### WORK ORDER
The answer must be every line of the records in which the string "asphalt" appears.

· · · · · · ·

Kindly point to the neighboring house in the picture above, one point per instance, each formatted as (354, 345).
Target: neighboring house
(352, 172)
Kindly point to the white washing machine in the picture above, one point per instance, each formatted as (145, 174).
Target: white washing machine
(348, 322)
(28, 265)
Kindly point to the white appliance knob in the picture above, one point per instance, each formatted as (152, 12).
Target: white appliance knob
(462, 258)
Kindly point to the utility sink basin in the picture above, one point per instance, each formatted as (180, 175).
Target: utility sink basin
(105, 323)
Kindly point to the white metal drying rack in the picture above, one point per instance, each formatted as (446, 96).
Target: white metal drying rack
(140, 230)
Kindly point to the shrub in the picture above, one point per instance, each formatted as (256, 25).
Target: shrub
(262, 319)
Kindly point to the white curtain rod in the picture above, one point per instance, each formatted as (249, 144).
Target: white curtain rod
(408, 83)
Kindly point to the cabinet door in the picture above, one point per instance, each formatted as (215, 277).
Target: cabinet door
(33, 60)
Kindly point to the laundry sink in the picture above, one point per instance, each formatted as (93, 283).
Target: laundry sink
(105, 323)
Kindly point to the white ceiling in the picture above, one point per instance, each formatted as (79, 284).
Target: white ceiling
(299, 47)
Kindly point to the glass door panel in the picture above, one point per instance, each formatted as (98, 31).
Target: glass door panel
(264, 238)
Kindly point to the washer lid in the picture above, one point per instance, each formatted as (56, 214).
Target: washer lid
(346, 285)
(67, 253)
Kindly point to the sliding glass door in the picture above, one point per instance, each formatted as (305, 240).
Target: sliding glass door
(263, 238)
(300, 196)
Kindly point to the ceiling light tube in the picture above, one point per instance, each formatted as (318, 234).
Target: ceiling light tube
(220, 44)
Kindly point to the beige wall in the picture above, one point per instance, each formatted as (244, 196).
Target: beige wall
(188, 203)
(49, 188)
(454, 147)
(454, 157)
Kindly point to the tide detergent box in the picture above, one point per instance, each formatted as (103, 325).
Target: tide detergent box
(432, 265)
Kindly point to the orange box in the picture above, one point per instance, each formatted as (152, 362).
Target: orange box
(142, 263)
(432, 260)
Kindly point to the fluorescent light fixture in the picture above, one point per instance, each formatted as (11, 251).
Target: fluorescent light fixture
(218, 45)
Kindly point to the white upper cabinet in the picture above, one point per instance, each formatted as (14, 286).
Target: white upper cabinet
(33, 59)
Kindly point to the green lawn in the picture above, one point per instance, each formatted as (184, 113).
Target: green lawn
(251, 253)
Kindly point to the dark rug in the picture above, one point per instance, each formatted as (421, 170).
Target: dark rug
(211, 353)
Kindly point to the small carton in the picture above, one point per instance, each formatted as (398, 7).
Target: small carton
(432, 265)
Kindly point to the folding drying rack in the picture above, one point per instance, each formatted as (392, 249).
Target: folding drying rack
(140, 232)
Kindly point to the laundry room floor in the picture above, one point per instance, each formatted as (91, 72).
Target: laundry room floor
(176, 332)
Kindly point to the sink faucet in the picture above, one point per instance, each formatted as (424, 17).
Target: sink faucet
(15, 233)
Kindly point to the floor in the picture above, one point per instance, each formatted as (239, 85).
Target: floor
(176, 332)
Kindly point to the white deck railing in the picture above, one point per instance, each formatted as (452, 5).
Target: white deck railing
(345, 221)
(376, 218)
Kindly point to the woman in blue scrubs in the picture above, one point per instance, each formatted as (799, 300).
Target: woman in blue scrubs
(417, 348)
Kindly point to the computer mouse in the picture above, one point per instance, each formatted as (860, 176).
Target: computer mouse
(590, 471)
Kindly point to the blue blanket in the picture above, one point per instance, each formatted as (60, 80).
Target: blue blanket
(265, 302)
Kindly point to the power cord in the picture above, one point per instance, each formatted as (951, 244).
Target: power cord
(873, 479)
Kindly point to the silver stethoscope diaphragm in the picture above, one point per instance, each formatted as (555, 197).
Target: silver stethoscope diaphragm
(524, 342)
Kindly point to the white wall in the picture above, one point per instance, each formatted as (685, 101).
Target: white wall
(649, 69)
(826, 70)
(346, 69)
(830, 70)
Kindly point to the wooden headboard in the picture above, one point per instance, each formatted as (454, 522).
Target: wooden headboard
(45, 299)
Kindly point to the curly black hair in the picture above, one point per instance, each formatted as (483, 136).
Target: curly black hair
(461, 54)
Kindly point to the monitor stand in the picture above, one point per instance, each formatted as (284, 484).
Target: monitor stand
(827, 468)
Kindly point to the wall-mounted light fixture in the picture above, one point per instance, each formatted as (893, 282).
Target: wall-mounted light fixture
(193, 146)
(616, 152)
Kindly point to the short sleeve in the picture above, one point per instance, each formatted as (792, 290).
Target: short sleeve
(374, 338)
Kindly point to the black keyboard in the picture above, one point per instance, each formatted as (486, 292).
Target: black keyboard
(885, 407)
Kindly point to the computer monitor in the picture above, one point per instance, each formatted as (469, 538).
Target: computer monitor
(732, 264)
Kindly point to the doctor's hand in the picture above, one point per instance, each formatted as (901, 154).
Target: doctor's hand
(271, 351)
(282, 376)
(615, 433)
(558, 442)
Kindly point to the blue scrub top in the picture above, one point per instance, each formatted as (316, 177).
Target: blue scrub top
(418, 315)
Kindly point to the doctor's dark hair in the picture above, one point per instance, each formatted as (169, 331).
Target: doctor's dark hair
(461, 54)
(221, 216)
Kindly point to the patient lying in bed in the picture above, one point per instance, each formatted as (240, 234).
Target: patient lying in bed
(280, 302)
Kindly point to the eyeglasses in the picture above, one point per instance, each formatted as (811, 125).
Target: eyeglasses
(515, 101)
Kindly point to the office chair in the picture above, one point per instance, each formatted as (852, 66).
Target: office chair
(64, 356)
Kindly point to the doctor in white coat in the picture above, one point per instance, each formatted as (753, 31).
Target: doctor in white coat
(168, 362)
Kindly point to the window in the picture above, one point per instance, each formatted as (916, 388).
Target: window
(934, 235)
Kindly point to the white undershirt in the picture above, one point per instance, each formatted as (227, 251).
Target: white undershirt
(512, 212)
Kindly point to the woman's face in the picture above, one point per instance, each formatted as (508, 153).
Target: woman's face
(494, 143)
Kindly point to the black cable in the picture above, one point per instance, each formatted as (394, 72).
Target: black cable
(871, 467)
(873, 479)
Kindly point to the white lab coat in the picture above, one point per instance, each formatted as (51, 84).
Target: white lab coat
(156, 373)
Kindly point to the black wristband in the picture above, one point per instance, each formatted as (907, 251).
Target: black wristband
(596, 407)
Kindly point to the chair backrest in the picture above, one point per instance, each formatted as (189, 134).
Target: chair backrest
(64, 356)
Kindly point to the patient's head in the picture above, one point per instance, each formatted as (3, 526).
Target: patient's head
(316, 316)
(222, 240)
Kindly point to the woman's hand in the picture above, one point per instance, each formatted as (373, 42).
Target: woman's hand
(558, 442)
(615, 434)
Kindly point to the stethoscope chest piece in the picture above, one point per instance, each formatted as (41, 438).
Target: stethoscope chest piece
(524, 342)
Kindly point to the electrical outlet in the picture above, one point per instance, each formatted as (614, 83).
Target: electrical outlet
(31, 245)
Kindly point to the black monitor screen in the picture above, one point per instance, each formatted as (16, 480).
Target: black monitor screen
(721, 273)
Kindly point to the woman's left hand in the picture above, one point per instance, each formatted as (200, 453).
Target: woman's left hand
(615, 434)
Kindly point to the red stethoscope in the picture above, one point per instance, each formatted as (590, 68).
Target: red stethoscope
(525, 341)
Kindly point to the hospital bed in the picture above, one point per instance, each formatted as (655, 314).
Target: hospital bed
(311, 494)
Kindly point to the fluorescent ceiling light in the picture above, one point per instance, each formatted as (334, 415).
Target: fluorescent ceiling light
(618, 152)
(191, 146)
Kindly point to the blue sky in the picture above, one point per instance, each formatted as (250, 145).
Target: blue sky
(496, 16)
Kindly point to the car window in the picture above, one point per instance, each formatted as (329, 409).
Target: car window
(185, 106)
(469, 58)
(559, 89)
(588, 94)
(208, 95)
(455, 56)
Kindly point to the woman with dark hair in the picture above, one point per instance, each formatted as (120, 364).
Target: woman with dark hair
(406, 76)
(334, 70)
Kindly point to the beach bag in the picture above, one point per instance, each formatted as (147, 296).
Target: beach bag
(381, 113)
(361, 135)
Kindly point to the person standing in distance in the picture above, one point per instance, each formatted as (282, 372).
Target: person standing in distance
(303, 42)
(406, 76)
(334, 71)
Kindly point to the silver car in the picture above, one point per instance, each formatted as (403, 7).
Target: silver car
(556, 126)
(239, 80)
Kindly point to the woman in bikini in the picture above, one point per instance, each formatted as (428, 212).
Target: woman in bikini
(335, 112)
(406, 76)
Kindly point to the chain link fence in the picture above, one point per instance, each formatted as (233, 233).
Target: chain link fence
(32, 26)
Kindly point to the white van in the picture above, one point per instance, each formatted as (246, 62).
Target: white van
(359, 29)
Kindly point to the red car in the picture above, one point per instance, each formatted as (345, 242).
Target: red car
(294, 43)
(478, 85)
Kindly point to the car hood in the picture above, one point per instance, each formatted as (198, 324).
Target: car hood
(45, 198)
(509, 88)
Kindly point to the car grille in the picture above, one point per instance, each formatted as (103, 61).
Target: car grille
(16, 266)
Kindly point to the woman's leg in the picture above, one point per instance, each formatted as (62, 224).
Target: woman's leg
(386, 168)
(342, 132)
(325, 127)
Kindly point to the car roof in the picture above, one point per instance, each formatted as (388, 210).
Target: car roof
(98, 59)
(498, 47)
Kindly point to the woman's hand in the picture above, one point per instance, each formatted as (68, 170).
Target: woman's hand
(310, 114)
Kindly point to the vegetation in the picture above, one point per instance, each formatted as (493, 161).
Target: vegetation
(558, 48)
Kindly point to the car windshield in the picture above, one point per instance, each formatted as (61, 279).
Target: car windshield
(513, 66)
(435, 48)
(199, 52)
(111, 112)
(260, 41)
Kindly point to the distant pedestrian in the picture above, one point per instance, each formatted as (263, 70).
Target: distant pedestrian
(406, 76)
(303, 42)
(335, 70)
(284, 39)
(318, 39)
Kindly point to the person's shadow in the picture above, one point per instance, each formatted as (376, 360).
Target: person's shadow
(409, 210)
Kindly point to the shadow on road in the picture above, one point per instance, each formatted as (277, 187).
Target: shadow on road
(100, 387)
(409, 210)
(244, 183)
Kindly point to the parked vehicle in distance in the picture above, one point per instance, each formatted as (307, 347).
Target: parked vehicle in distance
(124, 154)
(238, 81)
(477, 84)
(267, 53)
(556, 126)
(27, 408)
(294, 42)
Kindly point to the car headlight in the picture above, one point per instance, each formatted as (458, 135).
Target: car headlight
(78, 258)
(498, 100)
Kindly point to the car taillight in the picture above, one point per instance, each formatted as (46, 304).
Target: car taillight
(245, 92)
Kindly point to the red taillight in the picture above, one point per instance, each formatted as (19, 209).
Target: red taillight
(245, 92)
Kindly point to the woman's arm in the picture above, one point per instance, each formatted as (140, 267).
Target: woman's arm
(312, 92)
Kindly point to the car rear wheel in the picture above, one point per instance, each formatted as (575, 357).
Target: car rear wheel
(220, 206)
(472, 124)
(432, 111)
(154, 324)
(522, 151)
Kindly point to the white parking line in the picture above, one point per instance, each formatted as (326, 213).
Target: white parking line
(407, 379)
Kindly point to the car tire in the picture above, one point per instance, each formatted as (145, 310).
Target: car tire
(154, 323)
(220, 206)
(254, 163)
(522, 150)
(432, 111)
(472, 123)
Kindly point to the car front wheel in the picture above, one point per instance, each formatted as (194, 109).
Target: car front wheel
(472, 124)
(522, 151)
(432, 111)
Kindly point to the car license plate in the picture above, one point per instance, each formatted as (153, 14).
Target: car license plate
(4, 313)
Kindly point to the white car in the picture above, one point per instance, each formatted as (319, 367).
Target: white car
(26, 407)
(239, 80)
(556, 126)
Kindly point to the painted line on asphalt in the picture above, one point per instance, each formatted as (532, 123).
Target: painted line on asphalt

· · · · · · ·

### COMPLETED EXERCISE
Kindly point to the painted line on asphalt in the picture above, one point per instance, each formatted as (532, 123).
Target: painted line on asphalt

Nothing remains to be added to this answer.